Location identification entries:
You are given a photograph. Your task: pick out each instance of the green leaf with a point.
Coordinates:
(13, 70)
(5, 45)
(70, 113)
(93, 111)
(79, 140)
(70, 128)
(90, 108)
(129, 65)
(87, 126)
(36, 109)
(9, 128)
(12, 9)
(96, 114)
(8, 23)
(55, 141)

- **What is required**
Rewrite the listing above, changing "green leaf" to "yellow leaf" and keeping every other part the same.

- **The output**
You are given a photograph. Your task: pick out each instance of the yellow leaf with a point.
Coordinates:
(13, 70)
(5, 45)
(70, 113)
(93, 111)
(79, 140)
(70, 128)
(90, 108)
(129, 65)
(87, 126)
(36, 109)
(9, 128)
(12, 9)
(96, 114)
(8, 23)
(55, 141)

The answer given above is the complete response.